Exercise requirements: The reader should set down exactly the lines from the one containing "Target: fingernail" through the last line of the material, omitting every picture.
####################
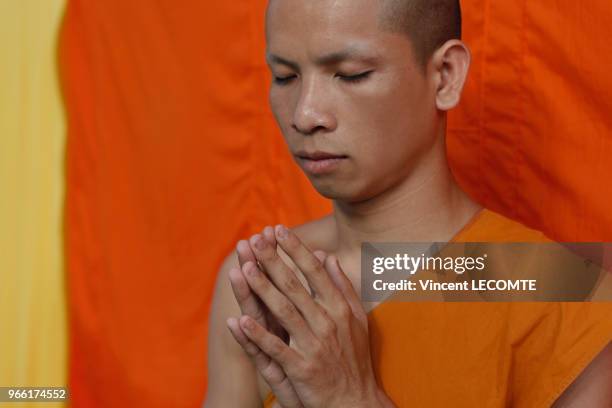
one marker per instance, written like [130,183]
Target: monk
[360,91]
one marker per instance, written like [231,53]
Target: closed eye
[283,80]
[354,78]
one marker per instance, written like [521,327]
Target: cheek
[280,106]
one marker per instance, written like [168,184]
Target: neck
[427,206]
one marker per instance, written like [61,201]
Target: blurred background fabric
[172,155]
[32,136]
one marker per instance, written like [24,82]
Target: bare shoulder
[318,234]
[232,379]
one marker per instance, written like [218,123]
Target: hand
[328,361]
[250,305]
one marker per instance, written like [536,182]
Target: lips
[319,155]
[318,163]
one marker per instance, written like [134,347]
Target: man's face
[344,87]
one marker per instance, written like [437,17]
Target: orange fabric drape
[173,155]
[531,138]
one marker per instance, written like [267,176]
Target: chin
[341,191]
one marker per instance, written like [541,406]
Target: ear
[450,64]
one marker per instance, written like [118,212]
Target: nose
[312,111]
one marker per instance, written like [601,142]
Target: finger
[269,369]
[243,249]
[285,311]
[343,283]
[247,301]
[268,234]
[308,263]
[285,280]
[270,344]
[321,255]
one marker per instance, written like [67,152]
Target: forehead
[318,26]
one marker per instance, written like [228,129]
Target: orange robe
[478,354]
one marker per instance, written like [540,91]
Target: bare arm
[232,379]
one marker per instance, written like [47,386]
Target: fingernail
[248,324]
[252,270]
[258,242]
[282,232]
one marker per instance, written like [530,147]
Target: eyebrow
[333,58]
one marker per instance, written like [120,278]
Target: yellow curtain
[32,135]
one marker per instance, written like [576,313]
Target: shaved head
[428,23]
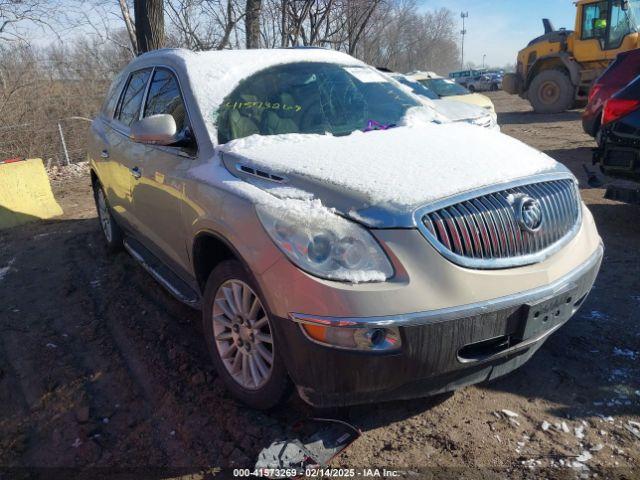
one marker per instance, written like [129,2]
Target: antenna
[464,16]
####################
Exercise response:
Target: fingernail
[248,324]
[252,270]
[258,242]
[282,232]
one marker per instance, written like [530,147]
Target: eyebrow
[333,58]
one marker per instance, written like [120,278]
Target: yellow curtain
[32,135]
one marker per instance, written like [576,313]
Target: shaved head
[428,23]
one marker per instance, written like [129,2]
Target: antenna
[464,16]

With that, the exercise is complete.